#### Records for this exercise:
Content starts

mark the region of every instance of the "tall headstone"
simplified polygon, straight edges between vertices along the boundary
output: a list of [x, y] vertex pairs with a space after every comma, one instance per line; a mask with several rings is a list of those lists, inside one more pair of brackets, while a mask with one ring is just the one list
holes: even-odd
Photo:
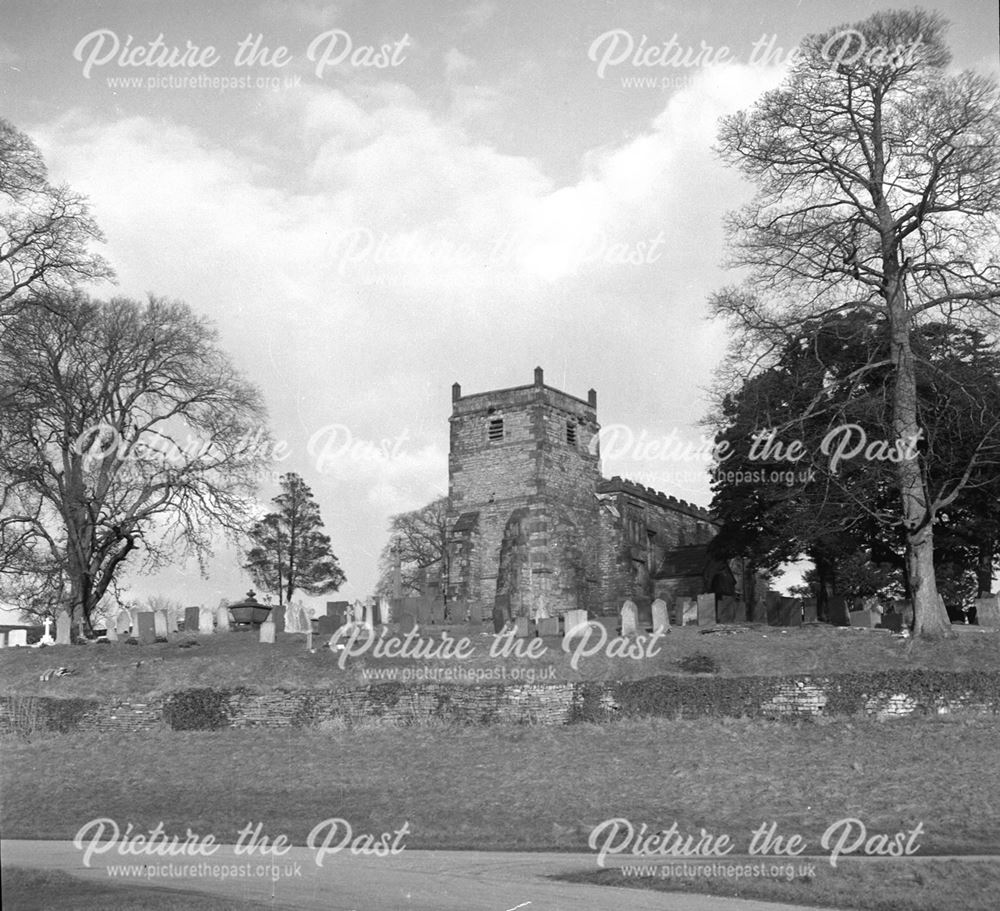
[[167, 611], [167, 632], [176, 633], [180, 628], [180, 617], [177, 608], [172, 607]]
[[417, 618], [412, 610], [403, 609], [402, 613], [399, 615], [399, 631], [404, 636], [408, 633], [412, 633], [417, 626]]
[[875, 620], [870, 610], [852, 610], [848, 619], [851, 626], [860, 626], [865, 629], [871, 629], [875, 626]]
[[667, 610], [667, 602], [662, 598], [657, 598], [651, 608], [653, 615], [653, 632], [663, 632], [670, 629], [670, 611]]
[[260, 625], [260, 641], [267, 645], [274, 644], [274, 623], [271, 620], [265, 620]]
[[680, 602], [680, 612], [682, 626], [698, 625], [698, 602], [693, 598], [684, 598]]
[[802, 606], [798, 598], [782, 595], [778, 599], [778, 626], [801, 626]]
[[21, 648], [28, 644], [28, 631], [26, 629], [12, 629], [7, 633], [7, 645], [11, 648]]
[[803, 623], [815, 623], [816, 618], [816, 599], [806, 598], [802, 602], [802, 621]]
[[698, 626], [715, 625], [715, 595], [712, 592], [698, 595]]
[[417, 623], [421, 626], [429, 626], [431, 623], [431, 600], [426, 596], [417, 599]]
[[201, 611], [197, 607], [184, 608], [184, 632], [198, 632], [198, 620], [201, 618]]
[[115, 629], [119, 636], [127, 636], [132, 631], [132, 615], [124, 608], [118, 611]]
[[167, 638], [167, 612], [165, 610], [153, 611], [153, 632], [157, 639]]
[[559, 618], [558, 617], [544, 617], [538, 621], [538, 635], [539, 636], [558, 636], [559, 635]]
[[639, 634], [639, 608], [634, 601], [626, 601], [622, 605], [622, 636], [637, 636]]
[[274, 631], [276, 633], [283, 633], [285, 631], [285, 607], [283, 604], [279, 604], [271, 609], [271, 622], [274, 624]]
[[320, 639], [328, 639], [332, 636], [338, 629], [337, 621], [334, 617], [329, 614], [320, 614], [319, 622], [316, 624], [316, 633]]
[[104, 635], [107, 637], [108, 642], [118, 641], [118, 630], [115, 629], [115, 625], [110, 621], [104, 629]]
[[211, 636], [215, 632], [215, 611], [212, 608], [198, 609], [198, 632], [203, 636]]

Content ends

#### Task description:
Using the listing above, show each line with the word "every" in it.

#### Task solution:
mark the region of every instance of the "tall headstone"
output: a list of [x, y] vertex pairs with a space after every comma, one instance per line; a mask with several rings is a list of those lists, inside one more pair of brackets, while a mask with one ring is just the one list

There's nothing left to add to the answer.